* _Selected extract_
------------------------------------

MANAGING CHRISTMAS EXPECTATIONS
I love Christmas, I love the twinkly lights, the excitement of my kids, the anticipation of the John Lewis Christmas commercial, re-watching christmas movies, getting the tree... and this year, finally getting around to decorating it! However, this time of the year also makes me sad, I miss my Aunt who is no longer here (I did inherit all her incredible Christmas decorations though). I don't tend to get into town much these days so at this time of the year when I do I become even more aware of our homeless crisis and then struggling with the guilt of all that I have when there are those families that have nothing. For me even the emotions that run through me watching people coming and going at Dublin airport stirs all sorts of memories!
I watch people trying to 'live' the perfect Christmas (I've been that soldier) and the pressure of choosing the perfect present for everyone can not only lead to overspending and financial pressure but huge emotional stress too. Family dynamics, in-laws, siblings, social engagements and the need to say 'yes' to everything and everyone can result in unnecessary emotional and physical stress.
There are so many reasons why you may be feeling low, tearful, stressed or overwhelmed this festive season, and it may seem easier to avoid your feelings or avoid talking about them, but bottling up your emotions only delays dealing with them and often accentuates them.
To help ease some of the stress that comes with Christmas, here are some tips;
· This year has made me really become aware of the saying ‘be kind, everyone is fighting their own battle’. So the next time you’re getting stressed, waiting ages to get parked in a busy shopping centre because someone is holding up the line of traffic, or you end up getting stuck behind someone in a que, who seems to be lost in their own thoughts - take a minute - you have no idea what may have happened to that person that day - they may have lost a loved one, they could be taking a break from visiting a serious ill child in hospital or just lost their job. So breath, smile and remember everyone is fighting their own battle – and Christmas is just one day.
· Spend time with people, especially those who you can open up to and can lift your spirits - chats over the kitchen table with people that lift you up are priceless, if you can’t meet someone then call or text them. Social connections even the virtual ones are so important.

------------------------------------

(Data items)

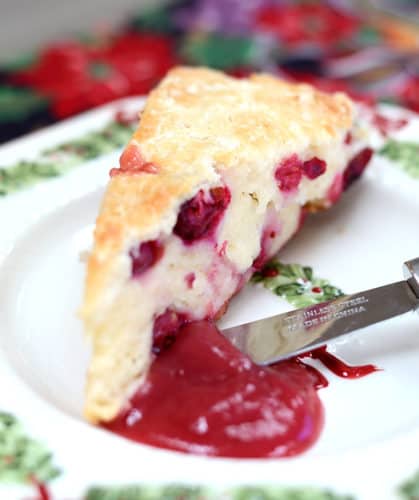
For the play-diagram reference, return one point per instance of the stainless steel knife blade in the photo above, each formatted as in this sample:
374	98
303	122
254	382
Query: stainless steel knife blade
285	335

------------------------------------

* _Exercise set_
**1.** Sum up the piece on managing Christmas expectations in three sentences.
**2.** From the piece on managing Christmas expectations, return the passage from "To help ease" up to and including "just one day.".
**3.** Take the piece on managing Christmas expectations further, picking up from the point where it stops.

* _Expected outputs_
**1.** The writer loves Christmas but also finds it a sad season, missing an aunt who has died and feeling guilty about the homeless crisis. Trying to live the perfect Christmas, with perfect presents, family dynamics and saying yes to everything, can cause money worries and emotional and physical stress, and bottling up feelings only delays dealing with them. To ease the stress, the writer suggests remembering that everyone is fighting their own battle and spending time with people who lift your spirits.

**2.**
To help ease some of the stress that comes with Christmas, here are some tips;
· This year has made me really become aware of the saying ‘be kind, everyone is fighting their own battle’. So the next time you’re getting stressed, waiting ages to get parked in a busy shopping centre because someone is holding up the line of traffic, or you end up getting stuck behind someone in a que, who seems to be lost in their own thoughts - take a minute - you have no idea what may have happened to that person that day - they may have lost a loved one, they could be taking a break from visiting a serious ill child in hospital or just lost their job. So breath, smile and remember everyone is fighting their own battle – and Christmas is just one day.

**3.**
· Learn to say ‘no’ to social commitments. Fear Of Missing Out is not worth it! Christmas should be a period of rest also, not just a marathon of nights out and boozy dinners.
· With that in mind start enjoying JOMO - the Joy of Missing Out. Because, really what are you missing?
· Exercise regularly, and where possible, outside. A simple walk can increase endorphins and help your mental, emotional and physical wellbeing. Aim to get even a short walk in every day.
· Avoid over indulging with alcohol and sugar (as much as possible). Alcohol acts as a depressant, can put extra strain on strained relationships and make situations seem much worse to manage.
· Put a budget on gifts with friends and family, or agree to not buy presents and treat one another to a coffee or lunch instead - an hour or two spending time with someone who loves your company is priceless.
· If you've decided to host dinner ask everyone to take responsibility for bringing one dish. The stress of hosting dinner for lots of people can be a financial struggle and stressful for the cook. Share the load!
· Perfectionism doesn’t exist. Putting pressure on yourself to recreate a movie like Christmas experience is liable to result in expectations not being met. Instead focus on the people around you, the time with friends or even just enjoy time on your own.
· And remember, breath. Take time out and look at what you have in your life, not on what you don't.
· If you or anyone you know is struggling please seek help - call a friend and talk it through, see your GP, the Samaritans freecall 116 123.